EXERCISE PROMPT → Copy exactly, and only, the lines from the line containing "Look at the photograph above. For each instance of the porch" through the last line of the records below, both included.

RECORDS FOR THE TASK →
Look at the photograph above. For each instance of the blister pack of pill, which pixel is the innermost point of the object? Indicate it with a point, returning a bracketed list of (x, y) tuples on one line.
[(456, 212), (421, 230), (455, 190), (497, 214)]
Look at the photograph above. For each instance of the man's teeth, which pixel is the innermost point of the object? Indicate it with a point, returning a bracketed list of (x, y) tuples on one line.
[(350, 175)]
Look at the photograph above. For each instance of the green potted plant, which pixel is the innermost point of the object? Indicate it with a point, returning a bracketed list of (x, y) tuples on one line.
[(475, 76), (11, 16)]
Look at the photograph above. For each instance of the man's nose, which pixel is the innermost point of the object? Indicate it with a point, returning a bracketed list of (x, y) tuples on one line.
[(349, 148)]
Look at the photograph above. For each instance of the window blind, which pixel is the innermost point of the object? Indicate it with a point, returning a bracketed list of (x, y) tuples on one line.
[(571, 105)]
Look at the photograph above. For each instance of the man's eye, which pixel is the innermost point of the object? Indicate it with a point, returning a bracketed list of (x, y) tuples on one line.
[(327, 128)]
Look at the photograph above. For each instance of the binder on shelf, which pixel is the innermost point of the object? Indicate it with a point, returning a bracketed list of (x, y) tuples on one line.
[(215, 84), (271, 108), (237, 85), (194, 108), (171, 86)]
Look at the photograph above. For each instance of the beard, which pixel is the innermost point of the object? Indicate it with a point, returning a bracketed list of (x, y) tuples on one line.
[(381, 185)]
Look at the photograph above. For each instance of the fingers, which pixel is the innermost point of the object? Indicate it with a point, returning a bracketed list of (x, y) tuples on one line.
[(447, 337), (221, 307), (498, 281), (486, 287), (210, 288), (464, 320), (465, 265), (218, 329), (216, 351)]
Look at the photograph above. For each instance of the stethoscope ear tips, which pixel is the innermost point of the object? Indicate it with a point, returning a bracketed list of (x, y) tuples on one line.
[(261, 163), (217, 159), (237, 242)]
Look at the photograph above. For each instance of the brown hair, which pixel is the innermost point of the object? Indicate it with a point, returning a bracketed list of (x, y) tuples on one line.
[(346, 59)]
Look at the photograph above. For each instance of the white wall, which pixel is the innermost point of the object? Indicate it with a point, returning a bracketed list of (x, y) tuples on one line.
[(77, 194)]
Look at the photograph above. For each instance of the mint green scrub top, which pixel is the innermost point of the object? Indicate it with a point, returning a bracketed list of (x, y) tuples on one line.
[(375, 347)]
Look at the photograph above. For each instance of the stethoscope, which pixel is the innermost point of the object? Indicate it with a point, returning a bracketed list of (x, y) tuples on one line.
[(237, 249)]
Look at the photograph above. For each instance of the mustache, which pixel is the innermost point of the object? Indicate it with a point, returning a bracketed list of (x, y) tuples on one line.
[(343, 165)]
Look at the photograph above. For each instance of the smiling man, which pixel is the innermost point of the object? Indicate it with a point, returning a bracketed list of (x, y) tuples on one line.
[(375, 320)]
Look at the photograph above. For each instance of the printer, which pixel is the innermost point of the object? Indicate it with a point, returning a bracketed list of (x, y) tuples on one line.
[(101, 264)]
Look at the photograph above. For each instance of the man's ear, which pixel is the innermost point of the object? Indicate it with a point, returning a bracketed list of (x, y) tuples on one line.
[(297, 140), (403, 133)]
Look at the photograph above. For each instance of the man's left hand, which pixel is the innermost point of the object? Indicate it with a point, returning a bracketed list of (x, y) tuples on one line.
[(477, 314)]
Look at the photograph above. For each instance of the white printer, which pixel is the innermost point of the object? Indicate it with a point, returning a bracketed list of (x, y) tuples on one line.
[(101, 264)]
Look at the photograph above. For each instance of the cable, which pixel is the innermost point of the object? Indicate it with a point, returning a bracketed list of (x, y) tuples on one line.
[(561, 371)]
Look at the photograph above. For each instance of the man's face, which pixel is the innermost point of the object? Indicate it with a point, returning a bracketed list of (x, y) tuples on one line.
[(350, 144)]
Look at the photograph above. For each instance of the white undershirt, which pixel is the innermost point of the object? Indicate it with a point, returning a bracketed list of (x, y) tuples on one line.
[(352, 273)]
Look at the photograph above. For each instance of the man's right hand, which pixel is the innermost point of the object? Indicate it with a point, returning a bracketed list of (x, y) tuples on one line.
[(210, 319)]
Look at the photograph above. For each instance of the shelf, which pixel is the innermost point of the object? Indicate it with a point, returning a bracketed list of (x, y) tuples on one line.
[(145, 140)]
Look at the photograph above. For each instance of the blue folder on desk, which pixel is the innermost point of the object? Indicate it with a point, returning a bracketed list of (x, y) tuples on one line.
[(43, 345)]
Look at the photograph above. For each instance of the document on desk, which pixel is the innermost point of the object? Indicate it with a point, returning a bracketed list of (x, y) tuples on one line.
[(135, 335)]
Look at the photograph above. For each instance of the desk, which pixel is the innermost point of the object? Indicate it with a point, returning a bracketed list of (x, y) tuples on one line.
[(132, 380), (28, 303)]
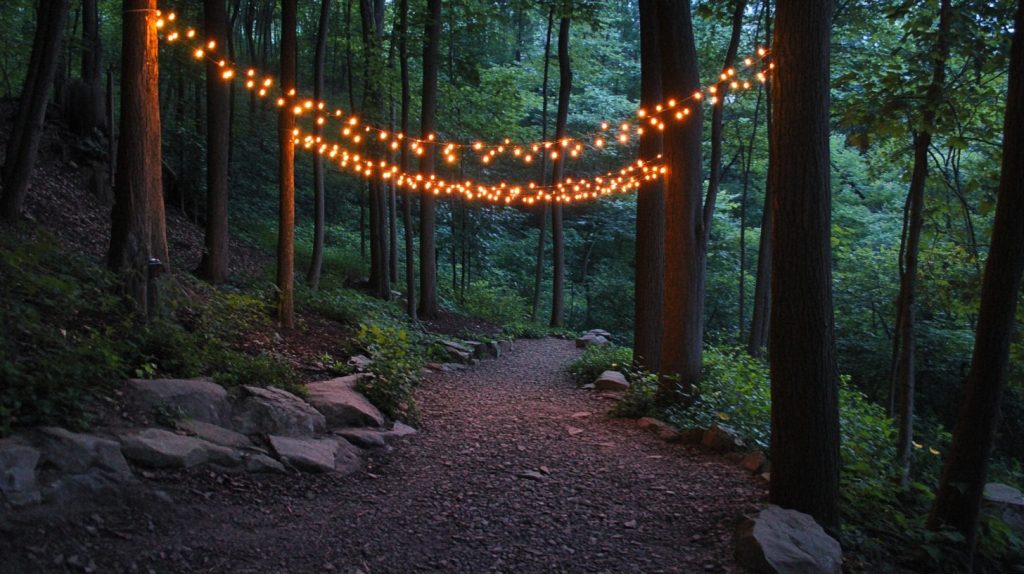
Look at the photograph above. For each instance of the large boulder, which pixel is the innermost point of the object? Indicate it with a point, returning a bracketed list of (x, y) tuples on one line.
[(194, 398), (318, 455), (783, 541), (342, 405), (611, 381), (274, 411), (17, 472), (157, 448)]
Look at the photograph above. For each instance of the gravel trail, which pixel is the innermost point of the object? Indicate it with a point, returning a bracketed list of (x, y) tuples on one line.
[(513, 471)]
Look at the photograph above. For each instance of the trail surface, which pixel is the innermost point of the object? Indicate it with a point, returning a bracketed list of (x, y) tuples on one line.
[(513, 471)]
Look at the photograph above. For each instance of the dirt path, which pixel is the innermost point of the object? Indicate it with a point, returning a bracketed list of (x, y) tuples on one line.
[(514, 471)]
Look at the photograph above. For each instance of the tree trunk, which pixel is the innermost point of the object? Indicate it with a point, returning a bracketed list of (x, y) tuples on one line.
[(958, 498), (649, 260), (214, 265), (557, 172), (286, 123), (542, 210), (682, 313), (903, 368), (715, 169), (428, 256), (23, 146), (804, 377), (138, 233), (316, 261)]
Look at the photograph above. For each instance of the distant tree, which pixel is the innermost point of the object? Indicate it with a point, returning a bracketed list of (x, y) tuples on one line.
[(963, 483), (682, 311), (316, 262), (138, 233), (286, 209), (557, 172), (214, 265), (428, 256), (802, 352), (649, 278), (23, 145)]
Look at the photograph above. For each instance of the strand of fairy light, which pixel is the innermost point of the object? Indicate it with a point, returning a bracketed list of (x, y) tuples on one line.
[(570, 146)]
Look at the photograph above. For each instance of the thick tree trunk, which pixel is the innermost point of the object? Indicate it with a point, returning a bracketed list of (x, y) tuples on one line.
[(649, 279), (214, 265), (958, 498), (428, 256), (320, 220), (804, 377), (903, 368), (715, 169), (557, 172), (682, 313), (138, 233), (542, 210), (286, 123), (23, 146)]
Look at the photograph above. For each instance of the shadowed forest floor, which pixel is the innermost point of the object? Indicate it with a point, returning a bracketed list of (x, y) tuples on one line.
[(513, 471)]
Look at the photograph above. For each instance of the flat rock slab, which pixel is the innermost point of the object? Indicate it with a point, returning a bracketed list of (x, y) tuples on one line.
[(158, 448), (274, 411), (194, 398), (780, 540), (318, 455), (342, 405)]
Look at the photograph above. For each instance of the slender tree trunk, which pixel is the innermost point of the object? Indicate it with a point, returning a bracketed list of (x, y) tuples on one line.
[(715, 169), (804, 376), (958, 498), (407, 203), (214, 265), (649, 279), (23, 146), (558, 168), (320, 184), (682, 313), (138, 235), (903, 368), (428, 256), (542, 210), (286, 123)]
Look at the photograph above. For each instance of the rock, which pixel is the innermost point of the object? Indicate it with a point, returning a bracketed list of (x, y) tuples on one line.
[(215, 434), (360, 362), (779, 540), (321, 455), (274, 411), (611, 381), (157, 448), (721, 439), (76, 453), (17, 472), (342, 405), (194, 398), (754, 461), (262, 464), (1008, 502)]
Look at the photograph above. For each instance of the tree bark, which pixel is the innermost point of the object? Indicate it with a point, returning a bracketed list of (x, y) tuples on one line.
[(557, 172), (428, 256), (682, 312), (23, 146), (137, 228), (903, 367), (958, 498), (649, 278), (316, 261), (804, 376), (214, 265), (286, 123)]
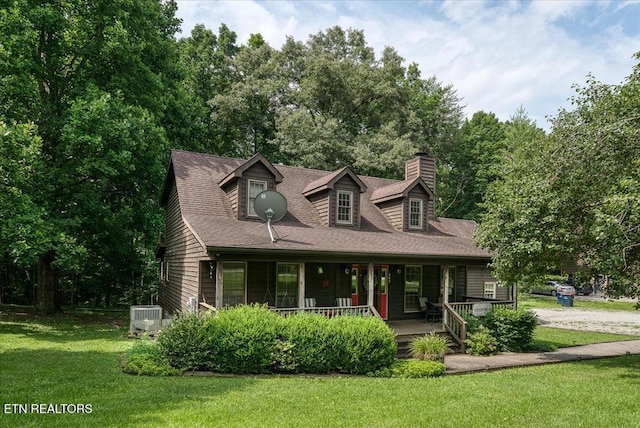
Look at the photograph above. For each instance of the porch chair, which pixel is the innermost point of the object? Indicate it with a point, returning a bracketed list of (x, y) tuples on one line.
[(430, 310), (343, 301)]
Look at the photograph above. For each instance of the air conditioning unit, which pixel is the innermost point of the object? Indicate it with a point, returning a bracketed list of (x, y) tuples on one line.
[(146, 318)]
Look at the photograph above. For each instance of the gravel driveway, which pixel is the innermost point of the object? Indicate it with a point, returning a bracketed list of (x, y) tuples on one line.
[(590, 320)]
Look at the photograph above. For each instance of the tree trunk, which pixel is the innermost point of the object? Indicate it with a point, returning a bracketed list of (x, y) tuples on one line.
[(47, 293)]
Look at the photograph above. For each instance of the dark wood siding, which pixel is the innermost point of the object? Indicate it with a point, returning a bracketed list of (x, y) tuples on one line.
[(461, 282), (416, 193), (395, 294), (325, 287), (431, 282), (207, 282), (183, 254), (237, 189), (422, 166)]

ANSWER TO THE PROBLEM →
Look at the photograph above. For each instance of the porch chair, which pixel is the innermost point of the object? Indicate it with a point, returning a bracketed list of (x, y) tuples on one line.
[(430, 310), (343, 301)]
Look at the photograph above. For each instance of the air conditioning unit, which pixel is the innermost point of the object? Indicate it with a point, returning a bracketed list of (x, y) tuples on one line.
[(146, 318)]
Look at the photograph above. For each instance of the gravel driveway, which pixel is the innermost point of the object? Indicate it with a point, returning a bracketed list of (x, y) tuples on one line.
[(590, 320)]
Look at the photograph above. For each instance of the tree trunk, which pixel is the innermost point of the object? Indicate it with a point, returning a bracketed list of (x, y) tuples on one line.
[(47, 293)]
Look at the photograph above. For each instance of the dark wood siding, which pixel is the innermost point of the object? Indicate it with a point, returning a bracketed list of (x, y) tuples on one line.
[(461, 282), (416, 193), (395, 294), (325, 287), (431, 282), (207, 282), (183, 254), (237, 189), (422, 166)]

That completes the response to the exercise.